━━ Entries

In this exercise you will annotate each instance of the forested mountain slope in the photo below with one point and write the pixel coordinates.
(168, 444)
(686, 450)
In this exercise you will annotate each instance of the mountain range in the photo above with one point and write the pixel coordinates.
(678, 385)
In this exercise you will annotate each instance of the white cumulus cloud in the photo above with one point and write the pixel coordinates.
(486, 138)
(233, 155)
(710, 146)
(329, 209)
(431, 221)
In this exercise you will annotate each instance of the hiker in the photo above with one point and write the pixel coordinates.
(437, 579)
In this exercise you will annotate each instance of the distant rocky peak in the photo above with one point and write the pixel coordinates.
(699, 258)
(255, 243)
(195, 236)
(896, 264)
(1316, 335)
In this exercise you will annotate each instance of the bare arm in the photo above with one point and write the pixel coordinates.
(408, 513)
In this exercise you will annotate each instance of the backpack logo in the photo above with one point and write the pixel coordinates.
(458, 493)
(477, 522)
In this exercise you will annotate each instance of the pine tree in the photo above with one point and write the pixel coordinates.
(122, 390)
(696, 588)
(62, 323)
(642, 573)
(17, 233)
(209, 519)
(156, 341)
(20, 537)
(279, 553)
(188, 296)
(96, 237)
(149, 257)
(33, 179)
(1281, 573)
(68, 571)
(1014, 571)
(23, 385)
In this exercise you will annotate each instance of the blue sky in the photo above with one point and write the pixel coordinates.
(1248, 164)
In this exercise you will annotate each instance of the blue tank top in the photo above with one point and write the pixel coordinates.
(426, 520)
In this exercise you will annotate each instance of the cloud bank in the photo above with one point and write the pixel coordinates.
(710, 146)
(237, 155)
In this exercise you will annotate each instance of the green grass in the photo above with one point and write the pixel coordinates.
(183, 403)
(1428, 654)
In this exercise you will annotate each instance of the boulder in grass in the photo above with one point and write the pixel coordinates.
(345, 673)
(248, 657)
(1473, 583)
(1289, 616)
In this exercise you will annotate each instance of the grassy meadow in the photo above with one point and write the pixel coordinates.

━━━━

Set problem: Rewrite all of the lines above, replacing "annotate" with "mark" wherever it appears and leaving everything else unchanged.

In response:
In this exercise you will mark each instance of the forested mountain slope in the photo below with one point and write the pixel coordinates.
(168, 444)
(686, 450)
In this exercise you will mark each instance of the mountain range in the photo above with one point and write the pixel coordinates.
(678, 385)
In this exercise you will mark each instance of the white cumulus cloud in the photo above with one point and write the pixel coordinates.
(486, 138)
(233, 155)
(710, 146)
(329, 209)
(431, 221)
In this exercise you will mark each instance of the hiker in the photo above with one point and write the pixel coordinates.
(437, 579)
In this exercise you will mark each instance of the distant rocky peak in the photo above with one point and write the pixel coordinates.
(699, 258)
(255, 243)
(195, 236)
(896, 264)
(1316, 335)
In this exercise you will mark each instance of the bare arm in the photo above with one point and write the pixel coordinates.
(408, 513)
In this exercise you will mark each instance of the backpack logo in the photo above with one point and write the pixel coordinates.
(458, 493)
(477, 522)
In this exercise you will mark each instance of the pine tree in the photo above with one point and write the pixel coordinates.
(122, 390)
(696, 588)
(62, 323)
(642, 573)
(17, 233)
(209, 519)
(156, 341)
(20, 537)
(279, 553)
(188, 296)
(96, 237)
(149, 257)
(33, 179)
(1281, 573)
(68, 571)
(1014, 571)
(23, 385)
In this exercise you will mark each instance of the blue sky in the photo above with one point and write the pixel coordinates.
(1248, 164)
In this exercise you will mark each instance of the blue tank top in the photo above with one point and write the pixel coordinates.
(426, 520)
In this exercise you will mark each instance of the cloud bank in the photo above with one point and write the pixel coordinates.
(710, 146)
(237, 155)
In this exercise you will mark each instance of the green grass in the photo above with one point and write the pixel coordinates.
(183, 403)
(1428, 654)
In this exercise you will mark each instance of the boulder in grass in the photo above with one point and write the pixel coordinates.
(345, 673)
(248, 657)
(1473, 583)
(1289, 616)
In this exercise you will mark each instance of the grassy meadow in the photo above with one point and write the pixel coordinates.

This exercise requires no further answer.